Written 26 June 2026
WOW – WOW- AND YET ANOTHER WOW!
We promised a concert out of the ordinary, and that is exactly what we delivered! Our Carmina Burana concert on Sunday was SPECTACULAR! A quick look at the Review page gives you a glimpse of the reaction of the audience. Standing ovation. Thunderous applause.
The atmosphere in the Linder Auditorium was ELECTRIFYING! People were on the edge of their seats so as not to miss anything! The pianists were brilliant – Carmina is not for the faint hearted it’s fiendishly difficult to play – the soloists were equally wonderful, Magdalene Minnaar never fails to impress and Van Wyk Venter, new to us, was phenomenal – his drunken abbot and swan about to be eaten were hilarious. The percussion section is of course vital to the Carmina and The Cross-sticks Percussion Group was superb; the choir was bristling with excitement and totally focussed on the task at hand!
The onus to make all this happen rests squarely on the shoulders of the conductor – and my-oh-my have we got a winner! Sue’s enthusiasm and energy is contagious! We all feed off it – even the audience. We were all part and parcel of this spectacular performance – we all worked in beautiful synergy to make this a Carmina Burana never to be forgotten.
So, what is next from your favourite choir? You know, with this kind of performances you could easily become addicted – and we’re sure our next concert will lead you there:
The Symphony Choir of Johannesburg
proudly presents
Antonio Vivaldi – Gloria
&
Ola Gjeilo – Sunrise Mass
Soloists: Sinesipho Mnyango (Soprano), Jacobi de Villiers (Mezzo)
The Phoenix Co. Orchestra
.Sunday 25 October 2026 @ 3pm
Linder Auditorium, Parktown
Conducted by Sue Cock
Antonio Lucio Vivaldi (4 March 1678 – 28 July 1741) was an Italian composer, virtuoso violinist and impresario of Baroque music Regarded as one of the greatest Baroque composers, Vivaldi’s influence during his lifetime was widespread across Europe, giving origin to many imitators and admirers. He pioneered many developments in orchestration, violin technique and programmatic music. He consolidated the emerging concerto form, especially the solo concerto, into a widely accepted and followed idiom.
Gloria: When the modern-day Vivaldi revival began early in the twentieth century, attention focused mainly on the composer’s concertos. Those were particularly interesting to scholars and musicians because of their influence on J. S. Bach. But then, in the late 1920’s their view of Vivaldi changed, when a large collection of his vocal music was discovered in Turin. Suddenly, he was much more than a composer of violin concertos. The Gloria, part of that Turin collection, received its twentieth-century premiere in 1930 and has remained the most popular of all Vivaldi’s vocal works ever since.

[Job 1] Which soloists does the choir newsletter name, counting both the Carmina Burana concert and the upcoming one?
[Job 2] Can you carry the choir newsletter on past its last sentence, in the same style?

[Record excerpts]
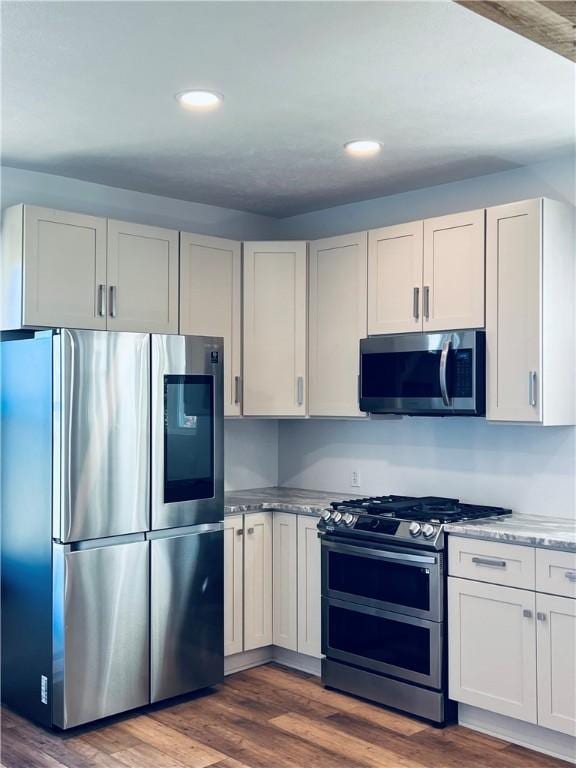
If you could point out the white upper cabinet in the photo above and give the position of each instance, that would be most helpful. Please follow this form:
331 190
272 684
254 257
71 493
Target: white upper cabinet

[Exercise result 1] Magdalene Minnaar, Van Wyk Venter, Sinesipho Mnyango (Soprano), Jacobi de Villiers (Mezzo)

[Exercise result 2]
In addition to concertos, Vivaldi was asked to write a good deal of religious music for the accomplished musicians at the Ospedale della Pietà, the girls’ orphanage in Venice where he served as music director. In all likelihood, the present Gloria, in which all the vocal solos are for female voices, was written for the girls at the school. It is a setting of a single section of a mass, but it is almost certainly a complete work and not a fragment, since it was not uncommon to write individual mass movements for specific occasions.
Ola Gjeilo: The Norwegian composer and pianist Ola Gjeilo was born near Oslo in 1978, and after studying at the Norwegian Academy of Music he moved to New York City in 2001 to begin further composition studies at the Juilliard School, he then carried on his studies at the Royal College of Music, London where he received his bachelor’s degree in composition. He continued his education back at Juilliard and received his master’s degree in 2006, also in composition. Ola Gjeilo is one of the most frequently performed composers in the choral world. An accomplished pianist, improvisations over his own published choral pieces have become a trademark of his collaborations.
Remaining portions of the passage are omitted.